● DATA FOR THIS TASK
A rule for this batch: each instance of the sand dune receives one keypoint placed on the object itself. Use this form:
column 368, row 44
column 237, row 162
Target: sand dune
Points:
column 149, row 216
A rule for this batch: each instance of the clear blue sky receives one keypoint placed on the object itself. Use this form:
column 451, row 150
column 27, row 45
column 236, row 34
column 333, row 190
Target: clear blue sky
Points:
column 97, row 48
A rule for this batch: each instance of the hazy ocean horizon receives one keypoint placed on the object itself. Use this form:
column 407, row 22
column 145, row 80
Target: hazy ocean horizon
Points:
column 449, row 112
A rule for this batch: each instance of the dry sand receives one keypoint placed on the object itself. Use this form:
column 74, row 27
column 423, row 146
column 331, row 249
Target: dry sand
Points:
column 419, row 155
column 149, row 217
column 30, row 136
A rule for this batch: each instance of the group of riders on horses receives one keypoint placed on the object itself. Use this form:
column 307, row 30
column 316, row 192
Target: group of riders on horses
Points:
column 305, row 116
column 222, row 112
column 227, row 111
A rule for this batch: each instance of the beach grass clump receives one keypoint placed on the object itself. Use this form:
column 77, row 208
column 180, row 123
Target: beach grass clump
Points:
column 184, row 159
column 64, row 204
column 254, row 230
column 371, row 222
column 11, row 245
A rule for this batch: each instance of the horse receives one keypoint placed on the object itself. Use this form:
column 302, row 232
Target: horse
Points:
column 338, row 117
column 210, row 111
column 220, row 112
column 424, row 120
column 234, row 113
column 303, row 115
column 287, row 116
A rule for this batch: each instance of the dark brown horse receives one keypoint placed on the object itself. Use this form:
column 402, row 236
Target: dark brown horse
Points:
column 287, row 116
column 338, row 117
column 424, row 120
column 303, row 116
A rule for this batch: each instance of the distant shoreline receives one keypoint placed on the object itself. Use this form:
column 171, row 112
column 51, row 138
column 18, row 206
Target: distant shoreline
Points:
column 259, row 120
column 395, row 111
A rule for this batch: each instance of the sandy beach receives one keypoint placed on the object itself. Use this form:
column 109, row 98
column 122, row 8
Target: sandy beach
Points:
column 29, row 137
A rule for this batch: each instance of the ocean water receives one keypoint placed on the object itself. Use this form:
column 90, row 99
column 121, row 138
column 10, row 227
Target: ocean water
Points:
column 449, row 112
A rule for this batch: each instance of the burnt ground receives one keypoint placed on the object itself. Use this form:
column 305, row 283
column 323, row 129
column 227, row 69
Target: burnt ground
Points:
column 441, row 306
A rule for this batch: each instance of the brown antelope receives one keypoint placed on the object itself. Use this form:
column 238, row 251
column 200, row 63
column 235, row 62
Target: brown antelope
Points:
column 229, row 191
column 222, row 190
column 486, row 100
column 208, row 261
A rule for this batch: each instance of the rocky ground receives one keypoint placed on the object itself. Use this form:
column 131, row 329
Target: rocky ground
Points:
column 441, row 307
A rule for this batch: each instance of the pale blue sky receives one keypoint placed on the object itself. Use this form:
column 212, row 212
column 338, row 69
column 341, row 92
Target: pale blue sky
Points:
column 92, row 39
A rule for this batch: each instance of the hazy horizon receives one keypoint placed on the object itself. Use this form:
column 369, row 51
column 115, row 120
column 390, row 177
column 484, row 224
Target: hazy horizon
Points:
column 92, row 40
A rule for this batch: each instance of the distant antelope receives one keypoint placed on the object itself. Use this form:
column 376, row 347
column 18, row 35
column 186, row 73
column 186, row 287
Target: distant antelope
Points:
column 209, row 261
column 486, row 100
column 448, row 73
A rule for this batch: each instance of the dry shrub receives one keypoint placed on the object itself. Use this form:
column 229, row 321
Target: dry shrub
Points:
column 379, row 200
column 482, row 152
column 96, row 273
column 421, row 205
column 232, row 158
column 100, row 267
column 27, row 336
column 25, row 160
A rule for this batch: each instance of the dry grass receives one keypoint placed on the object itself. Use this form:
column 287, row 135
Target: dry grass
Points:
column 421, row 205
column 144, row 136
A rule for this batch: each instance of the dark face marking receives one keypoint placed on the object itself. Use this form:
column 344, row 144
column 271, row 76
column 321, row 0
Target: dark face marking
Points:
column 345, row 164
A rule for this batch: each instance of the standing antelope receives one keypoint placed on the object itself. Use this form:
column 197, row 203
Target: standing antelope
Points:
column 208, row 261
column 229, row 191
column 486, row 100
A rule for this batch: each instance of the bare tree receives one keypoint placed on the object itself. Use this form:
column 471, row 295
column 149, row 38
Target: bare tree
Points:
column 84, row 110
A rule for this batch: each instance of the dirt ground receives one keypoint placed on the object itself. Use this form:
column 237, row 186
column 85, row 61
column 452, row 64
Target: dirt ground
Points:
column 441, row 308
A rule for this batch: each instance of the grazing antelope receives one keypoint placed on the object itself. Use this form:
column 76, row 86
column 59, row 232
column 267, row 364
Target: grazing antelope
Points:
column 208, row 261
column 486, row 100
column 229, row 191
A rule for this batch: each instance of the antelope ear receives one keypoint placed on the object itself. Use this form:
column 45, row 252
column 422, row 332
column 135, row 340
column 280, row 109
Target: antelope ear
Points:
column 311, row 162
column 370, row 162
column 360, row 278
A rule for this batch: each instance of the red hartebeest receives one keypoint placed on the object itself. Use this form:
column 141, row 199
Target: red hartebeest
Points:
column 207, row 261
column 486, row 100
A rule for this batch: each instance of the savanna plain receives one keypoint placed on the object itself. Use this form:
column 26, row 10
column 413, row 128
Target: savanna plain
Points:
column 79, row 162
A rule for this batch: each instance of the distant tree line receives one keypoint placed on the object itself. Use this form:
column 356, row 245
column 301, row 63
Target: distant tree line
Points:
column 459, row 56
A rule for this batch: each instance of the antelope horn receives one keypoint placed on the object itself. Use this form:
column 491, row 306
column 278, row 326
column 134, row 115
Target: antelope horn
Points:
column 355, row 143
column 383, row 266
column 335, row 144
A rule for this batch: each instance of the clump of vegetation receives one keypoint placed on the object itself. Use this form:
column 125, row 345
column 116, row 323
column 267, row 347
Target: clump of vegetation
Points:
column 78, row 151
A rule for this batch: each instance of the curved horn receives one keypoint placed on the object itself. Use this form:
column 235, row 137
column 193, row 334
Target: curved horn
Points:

● STATED TASK
Reproduce every line above word for word, keeping the original order.

● EXERCISE OUTPUT
A rule for this batch: each instance of the sand dune receives one keypoint placed on the object itself. Use this form:
column 368, row 44
column 237, row 162
Target: sand dune
Points:
column 149, row 216
A rule for this batch: each instance of the clear blue sky receives one keypoint placed on the object itself. Use this form:
column 451, row 150
column 27, row 45
column 236, row 34
column 333, row 190
Target: clear blue sky
Points:
column 97, row 48
A rule for this batch: each instance of the hazy ocean horizon receives one keypoint placed on the object itself. Use this form:
column 407, row 22
column 145, row 80
Target: hazy ocean horizon
Points:
column 449, row 112
A rule for this batch: each instance of the dry sand receives one keypoint placed on the object itself. Use this form:
column 74, row 27
column 423, row 146
column 331, row 249
Target: dry sand
Points:
column 419, row 155
column 149, row 217
column 30, row 136
A rule for this batch: each instance of the group of riders on horses receives one keypoint placed on the object itself. Use this form:
column 307, row 30
column 316, row 192
Target: group of riders on horses
Points:
column 305, row 116
column 222, row 112
column 227, row 111
A rule for this batch: each instance of the beach grass clump receives one keypoint placed on the object itself. Use this form:
column 77, row 208
column 180, row 123
Target: beach grass clump
Points:
column 184, row 159
column 64, row 204
column 254, row 230
column 371, row 222
column 11, row 245
A rule for this batch: each instance of the horse receives one keypoint placed on the object itself. Use this form:
column 302, row 232
Target: horse
Points:
column 338, row 117
column 210, row 111
column 220, row 112
column 424, row 120
column 234, row 113
column 303, row 115
column 287, row 116
A rule for this batch: each instance of the dark brown horse receives one keypoint placed on the object itself. Use this form:
column 402, row 236
Target: dark brown horse
Points:
column 287, row 116
column 338, row 117
column 424, row 120
column 303, row 116
A rule for this batch: each instance of the distant shoreline receives one keypoint placed on the object itself. Use this form:
column 171, row 112
column 51, row 138
column 18, row 206
Target: distant shoreline
Points:
column 259, row 120
column 395, row 111
A rule for this batch: each instance of the sandy beach receives one keypoint placed on the object itself. Use this form:
column 109, row 98
column 122, row 8
Target: sandy beach
Points:
column 29, row 137
A rule for this batch: each instance of the ocean water receives one keypoint placed on the object itself. Use this form:
column 90, row 99
column 121, row 138
column 10, row 227
Target: ocean water
Points:
column 449, row 112
A rule for this batch: each instance of the burnt ground receives one keypoint placed on the object itself. Use this form:
column 305, row 283
column 323, row 129
column 227, row 69
Target: burnt ground
Points:
column 441, row 306
A rule for this batch: each instance of the brown antelope receives one keypoint placed on the object itself. Use this form:
column 238, row 251
column 200, row 63
column 235, row 62
Target: brown antelope
Points:
column 229, row 191
column 222, row 190
column 486, row 100
column 208, row 261
A rule for this batch: each instance of the rocky ground receives one keypoint placed on the object itself. Use this form:
column 131, row 329
Target: rocky ground
Points:
column 441, row 307
A rule for this batch: each instance of the pale blue sky receives one keypoint placed on the object itself. Use this form:
column 212, row 212
column 338, row 69
column 341, row 92
Target: pale blue sky
Points:
column 92, row 39
A rule for this batch: each instance of the hazy horizon receives one keypoint placed on the object itself. Use this form:
column 369, row 51
column 115, row 120
column 390, row 177
column 484, row 224
Target: hazy horizon
Points:
column 92, row 40
A rule for this batch: each instance of the distant antelope receives one keypoint placed on the object itself. Use this form:
column 376, row 347
column 18, row 35
column 186, row 73
column 186, row 287
Target: distant antelope
Points:
column 209, row 261
column 486, row 100
column 448, row 73
A rule for this batch: each instance of the dry shrub receives one keypoint placed on the object itself. Use this form:
column 229, row 321
Target: dry shrub
Points:
column 379, row 200
column 482, row 152
column 96, row 273
column 421, row 205
column 232, row 158
column 100, row 267
column 27, row 336
column 25, row 160
A rule for this batch: each instance of the dry grass receives one keypoint placed on the object itself. Use this form:
column 287, row 135
Target: dry grass
Points:
column 421, row 205
column 144, row 136
A rule for this batch: each instance of the dark face marking receives one keypoint placed on the object itself. Use this form:
column 344, row 144
column 271, row 76
column 321, row 0
Target: dark face marking
Points:
column 345, row 164
A rule for this batch: each instance of the standing antelope receives one keypoint placed on the object itself. Use this form:
column 197, row 203
Target: standing antelope
Points:
column 208, row 261
column 229, row 191
column 486, row 100
A rule for this batch: each instance of the bare tree receives one keypoint placed on the object itself. Use this form:
column 471, row 295
column 149, row 38
Target: bare tree
Points:
column 84, row 110
A rule for this batch: each instance of the dirt ground receives one keypoint placed on the object itself. Use this form:
column 237, row 186
column 85, row 61
column 452, row 64
Target: dirt ground
Points:
column 441, row 308
A rule for this batch: each instance of the grazing antelope receives one keypoint placed on the object itself. Use this form:
column 76, row 86
column 59, row 232
column 267, row 364
Target: grazing antelope
Points:
column 208, row 261
column 486, row 100
column 229, row 191
A rule for this batch: each instance of the antelope ear receives one keypoint placed on the object itself. Use this form:
column 45, row 252
column 422, row 332
column 135, row 340
column 280, row 109
Target: antelope ear
Points:
column 311, row 162
column 370, row 162
column 360, row 278
A rule for this batch: each instance of the red hartebeest receives one keypoint placed on the object itself. Use this form:
column 141, row 199
Target: red hartebeest
Points:
column 207, row 261
column 486, row 100
A rule for this batch: each instance of the savanna plain receives one keypoint placed on the object itself. Use this form:
column 26, row 10
column 413, row 128
Target: savanna plain
Points:
column 79, row 162
A rule for this batch: each instance of the distant tree line receives one keypoint placed on the object itself. Use this form:
column 356, row 245
column 301, row 63
Target: distant tree line
Points:
column 459, row 56
A rule for this batch: each instance of the antelope horn receives one keypoint placed on the object itself. Use this form:
column 491, row 306
column 278, row 326
column 134, row 115
Target: antelope horn
Points:
column 355, row 143
column 383, row 266
column 335, row 144
A rule for this batch: each instance of the clump of vegetation receives one keypoint placed on the object itself. Use this form:
column 125, row 345
column 116, row 323
column 267, row 347
Target: clump of vegetation
Points:
column 78, row 151
A rule for this batch: each instance of the curved horn receives one keypoint placed on the object itself. Use this form:
column 235, row 137
column 193, row 334
Target: curved horn
Points:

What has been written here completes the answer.